» Texte source:
══════

BURTONMANIA
Chronique du film : BATMAN – LE DÉFI
Date de sortie : 1992
Durée : 126 minutes
Réalisateur : Tim Burton
Genre : Super-héros, polar, thriller

Un titre français complètement ringard, comme souvent…
Le pitch : Max Shreck, un puissant industriel prêt à tout pour gravir les échelons du pouvoir, étend peu à peu son influence sur la ville de Gotham City.
Oswald Cobblepot, surnommé le Pingouin, abandonné trente ans auparavant par ses parents dans les égouts de la ville, prend également son essor en dirigeant une partie de la pègre. Tous-deux vont s’associer pour asseoir leur domination respective. Un nouveau défi pour Batman, d’autant qu’une nouvelle justicière masquée, nommée Catwoman, beaucoup plus expéditive, vient également se joindre à la mêlée…

Un casting… animal !

══════

» Objectif:
Recopiez mot pour mot le passage de la chronique de Batman – Le Défi qui va de "Un titre français" à "de Gotham City.".

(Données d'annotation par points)
══════

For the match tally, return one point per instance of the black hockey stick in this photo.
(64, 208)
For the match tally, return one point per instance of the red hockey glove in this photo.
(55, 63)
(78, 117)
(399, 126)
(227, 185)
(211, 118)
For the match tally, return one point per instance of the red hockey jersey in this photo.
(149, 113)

══════

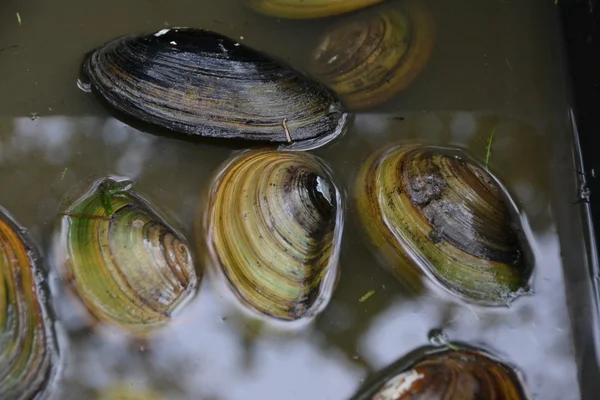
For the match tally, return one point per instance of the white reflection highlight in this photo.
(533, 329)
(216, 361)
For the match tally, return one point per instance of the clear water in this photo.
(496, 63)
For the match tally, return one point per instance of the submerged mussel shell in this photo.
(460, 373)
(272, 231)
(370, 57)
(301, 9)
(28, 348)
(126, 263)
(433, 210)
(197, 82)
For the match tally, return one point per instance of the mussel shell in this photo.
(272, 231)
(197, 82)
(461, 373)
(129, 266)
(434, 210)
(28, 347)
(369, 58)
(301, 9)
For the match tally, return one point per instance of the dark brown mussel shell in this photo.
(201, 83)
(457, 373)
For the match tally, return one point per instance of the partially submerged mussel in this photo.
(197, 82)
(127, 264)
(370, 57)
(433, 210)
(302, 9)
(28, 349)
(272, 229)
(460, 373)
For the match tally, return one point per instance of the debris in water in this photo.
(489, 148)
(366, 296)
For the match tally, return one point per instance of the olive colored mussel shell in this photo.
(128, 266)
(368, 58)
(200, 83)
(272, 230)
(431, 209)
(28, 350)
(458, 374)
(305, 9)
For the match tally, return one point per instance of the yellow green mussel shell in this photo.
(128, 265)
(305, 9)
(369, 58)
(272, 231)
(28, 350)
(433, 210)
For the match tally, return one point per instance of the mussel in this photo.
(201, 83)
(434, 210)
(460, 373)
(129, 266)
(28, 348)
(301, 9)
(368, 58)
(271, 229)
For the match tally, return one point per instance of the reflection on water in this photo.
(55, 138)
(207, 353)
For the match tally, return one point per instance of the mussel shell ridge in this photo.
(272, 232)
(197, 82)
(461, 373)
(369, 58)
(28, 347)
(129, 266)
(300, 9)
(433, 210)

══════

» Réponse attendue:
Un titre français complètement ringard, comme souvent…
Le pitch : Max Shreck, un puissant industriel prêt à tout pour gravir les échelons du pouvoir, étend peu à peu son influence sur la ville de Gotham City.